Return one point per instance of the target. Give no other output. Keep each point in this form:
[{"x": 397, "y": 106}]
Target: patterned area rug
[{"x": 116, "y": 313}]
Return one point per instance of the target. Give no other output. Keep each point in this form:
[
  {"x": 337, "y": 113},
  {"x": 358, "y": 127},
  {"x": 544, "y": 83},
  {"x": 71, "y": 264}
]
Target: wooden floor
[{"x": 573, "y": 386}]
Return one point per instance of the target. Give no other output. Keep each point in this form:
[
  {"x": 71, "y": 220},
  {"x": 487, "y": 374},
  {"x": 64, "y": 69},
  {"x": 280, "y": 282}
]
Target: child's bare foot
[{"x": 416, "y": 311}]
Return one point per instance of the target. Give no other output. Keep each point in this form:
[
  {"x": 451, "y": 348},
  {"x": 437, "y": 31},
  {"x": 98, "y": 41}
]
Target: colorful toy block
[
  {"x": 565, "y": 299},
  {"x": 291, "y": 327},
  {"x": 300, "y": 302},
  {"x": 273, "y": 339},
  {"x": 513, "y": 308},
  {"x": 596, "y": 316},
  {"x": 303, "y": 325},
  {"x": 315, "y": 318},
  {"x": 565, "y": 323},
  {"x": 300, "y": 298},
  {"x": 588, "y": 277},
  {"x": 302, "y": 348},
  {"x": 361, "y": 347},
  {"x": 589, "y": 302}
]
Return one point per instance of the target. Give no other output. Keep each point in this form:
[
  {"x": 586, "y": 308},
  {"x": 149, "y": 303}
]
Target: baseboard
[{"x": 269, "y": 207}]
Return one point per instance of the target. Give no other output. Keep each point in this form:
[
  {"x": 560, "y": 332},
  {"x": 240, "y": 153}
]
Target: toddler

• [Your assignment] A complete, exact repeat of the records is the required answer.

• [Your solution]
Return one point per instance of the target. Give no other output. Keep each point in this form:
[{"x": 397, "y": 106}]
Target: patterned area rug
[{"x": 116, "y": 313}]
Return one point per instance of the target. Give no other output. Keep each point in this form:
[
  {"x": 337, "y": 113},
  {"x": 358, "y": 127},
  {"x": 544, "y": 83},
  {"x": 71, "y": 264}
]
Target: wooden floor
[{"x": 573, "y": 386}]
Return one point per instance of the target. Give no other output. Keep each point in this form:
[
  {"x": 71, "y": 220},
  {"x": 487, "y": 374},
  {"x": 64, "y": 69},
  {"x": 280, "y": 282}
]
Target: child's bare foot
[{"x": 416, "y": 311}]
Return one point per instance of the target. Give no other output. Keep each point in this form:
[
  {"x": 451, "y": 348},
  {"x": 437, "y": 31},
  {"x": 98, "y": 41}
]
Target: colorful toy block
[
  {"x": 565, "y": 299},
  {"x": 291, "y": 327},
  {"x": 300, "y": 302},
  {"x": 273, "y": 339},
  {"x": 513, "y": 308},
  {"x": 596, "y": 316},
  {"x": 303, "y": 325},
  {"x": 315, "y": 318},
  {"x": 565, "y": 323},
  {"x": 300, "y": 298},
  {"x": 588, "y": 277},
  {"x": 302, "y": 348},
  {"x": 361, "y": 347},
  {"x": 589, "y": 302}
]
Return one point per instance of the target. Give no other output. Keep each point in this form:
[
  {"x": 586, "y": 308},
  {"x": 149, "y": 303}
]
Target: baseboard
[{"x": 269, "y": 207}]
Return one point per instance of the target. Give no other output. Keep each point in this form:
[
  {"x": 560, "y": 332},
  {"x": 240, "y": 153}
]
Target: toddler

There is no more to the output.